__DIRECTIVE 1__:
Translate this sentence from the blog post about the promise land into Spanish: "The more I thought about it the more lessons and similarities I began to see in my own life."
__DIRECTIVE 2__:
Write what comes next in the blog post about the promise land, picking up after its final sentence.
# EXCERPT start
Tuesday, April 13, 2010

Promise Land....

Recently I revisited the story in the bible of how God had taken his children out of Egypt, led them through the desert and into the promise land. I found it strange that after reading and meditating on it, I couldn't help but to feel that the Lord was using this story to bring me comfort in my own circumstances. The more I thought about it the more lessons and similarities I began to see in my own life.
In 2005 the Lord led me and my family out of where we were. No we were not in captivity yet at times it might of felt that way. What I mean is that there was a promise land set before us and a vision from the Lord of what it looked like. We could not take all that we had but were extremely limited to the rules and regulations of flying. We had never been there before and really had no clue on how to go. But the Promise land was there and I knew it, I could feel it, I would see it in my dreams. So with God given vision and him as our guide we left on our journey.

From that time till now I guess you could say was our desert experience.... I heard a pastor once teach that the way that God took his people was not the shortest route. If you were to look at it on a map you would find that there in fact was an easier and shorter route they could of taken. I don't know if this is true, but it does some how make since to me. I have often asked the Lord “why is this taking so long?”
# EXCERPT end
# LISTED RECORDS start
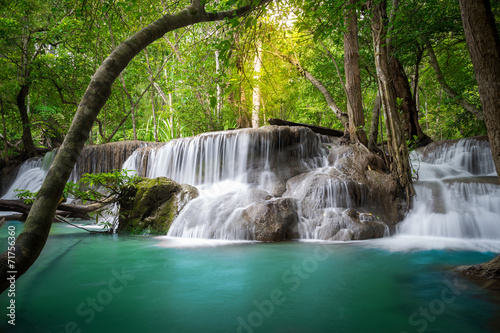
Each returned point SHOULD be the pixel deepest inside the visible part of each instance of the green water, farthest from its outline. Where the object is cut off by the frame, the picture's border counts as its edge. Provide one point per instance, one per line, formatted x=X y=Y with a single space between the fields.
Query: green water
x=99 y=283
# LISTED RECORDS end
# LISTED RECORDS start
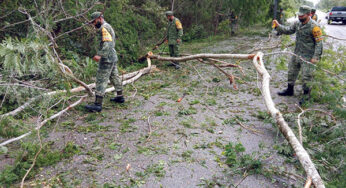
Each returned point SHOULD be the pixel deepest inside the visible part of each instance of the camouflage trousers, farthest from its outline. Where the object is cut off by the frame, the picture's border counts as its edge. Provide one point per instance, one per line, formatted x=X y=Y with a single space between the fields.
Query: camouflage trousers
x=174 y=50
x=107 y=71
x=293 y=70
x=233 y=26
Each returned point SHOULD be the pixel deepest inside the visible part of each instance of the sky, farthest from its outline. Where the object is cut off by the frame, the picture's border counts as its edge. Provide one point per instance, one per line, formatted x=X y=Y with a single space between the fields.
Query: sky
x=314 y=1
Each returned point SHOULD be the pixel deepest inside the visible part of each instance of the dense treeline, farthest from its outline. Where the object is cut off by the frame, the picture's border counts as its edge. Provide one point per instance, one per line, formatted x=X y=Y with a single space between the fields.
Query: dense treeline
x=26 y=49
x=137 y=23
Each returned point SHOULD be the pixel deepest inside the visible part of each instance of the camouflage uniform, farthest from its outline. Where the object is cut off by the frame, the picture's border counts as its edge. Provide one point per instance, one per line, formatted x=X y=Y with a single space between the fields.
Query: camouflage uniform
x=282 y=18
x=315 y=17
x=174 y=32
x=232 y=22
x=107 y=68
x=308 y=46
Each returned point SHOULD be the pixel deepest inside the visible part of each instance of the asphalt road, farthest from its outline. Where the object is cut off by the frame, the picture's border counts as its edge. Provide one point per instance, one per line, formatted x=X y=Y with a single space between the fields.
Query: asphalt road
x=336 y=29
# LISTED RECORDS end
# LISTED RECORDS start
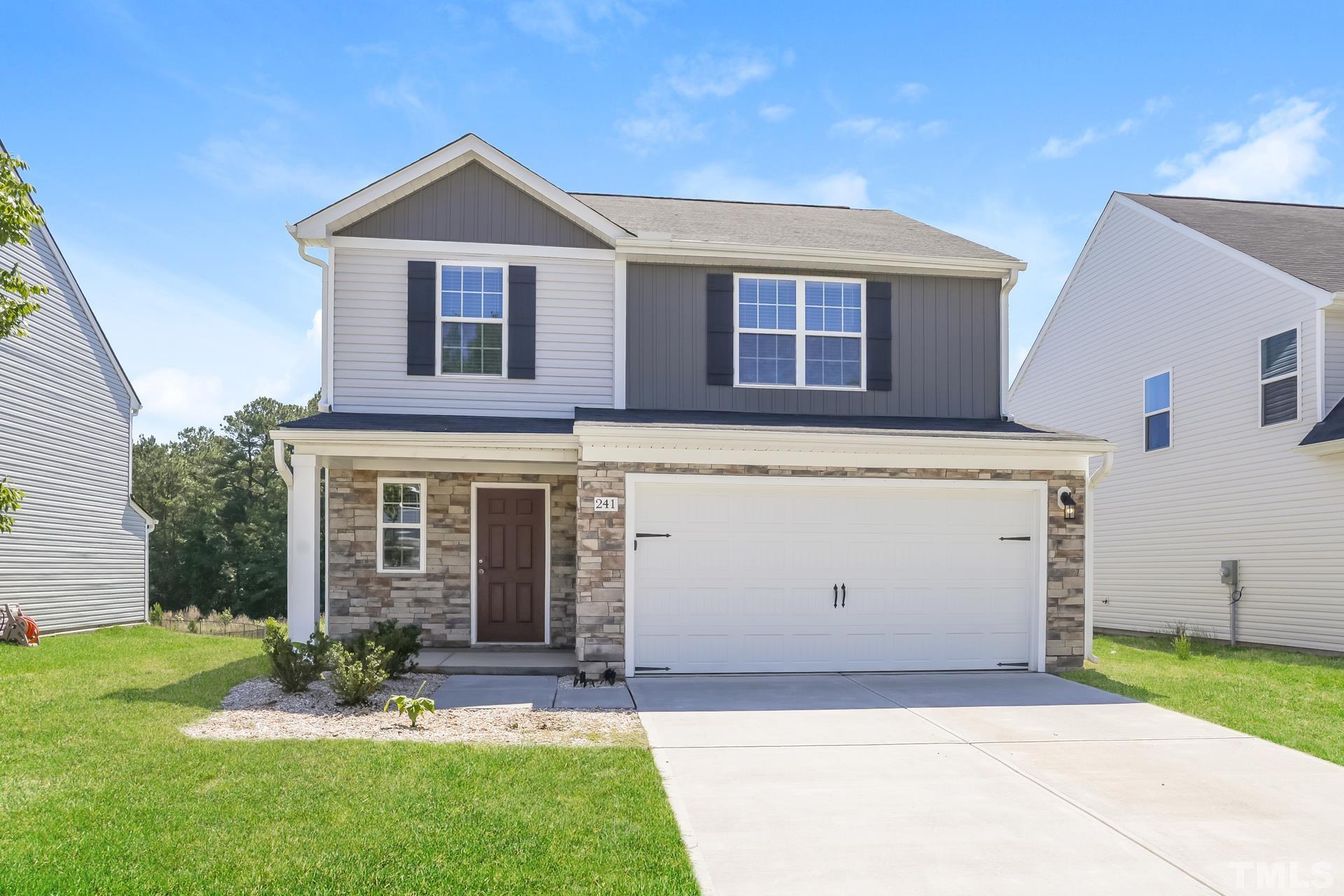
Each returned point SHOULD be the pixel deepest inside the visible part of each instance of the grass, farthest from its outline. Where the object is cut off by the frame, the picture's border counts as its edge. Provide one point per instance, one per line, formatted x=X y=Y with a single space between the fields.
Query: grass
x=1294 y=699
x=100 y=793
# LISTED RECORDS end
__RESPONSE 1__:
Cuanto más lo pensaba, más lecciones y similitudes empezaba a ver en mi propia vida.

__RESPONSE 2__:
Along the way we have had some good times and some bad times. I cant help but to wonder if the best times had come due to our mermering and complaining, so out of the Lords mercy and grace he said ok here is some water, here is some mana, here is some meat. In our case it looked more like: “ok here are some miracles, here is some refreshing, here is a small taste of what it will look like.”

August of this year (2010) will mark our journey at 5years. Through this time I must admit there has been times that I have lost sight of the vision. Times of wanting to just give up and throw in the towel. Times of questioning: Is that really you God?, Did I really hear you? Why did you bring us out here to die? (spiritually speaking,...OK maybe physically also.) Times of feeling like a complete failure as a christian, husband, and father.....
It of course did not help our journey and understanding, having the nay Sayers around us. But just like God's people in the desert I believe it was necessary in a since. I don't say I understand it but I do see that God aloud them to be there for a season in the journey. It is unclear just what roll they play in the over all journey. Was it for discouragement? Was it to make us stronger, not to waver in our thinking? Was it that they just cared so much and their lack of understanding was just as great as ours, but they wanted to protect us from possible hurt?

The why & what questions have been the top questions for me in these last five years. Why does it take me 5years to get my ministry registered in a developing nation? What did I do wrong to be removed from a country twice? Why can't more people see my heart? Why did I have to give up 8 of my precious children? What did I do wrong? What law did I break? Why is it that injustice seems to be prevailing? Why can't more people stand against injustice and unrighteousness? Why do people fear something that can not touch them? Why can't people store up their treasures in Heaven?

I could go on and on, I do have answers to most of these questions but I am afraid they would not appease most.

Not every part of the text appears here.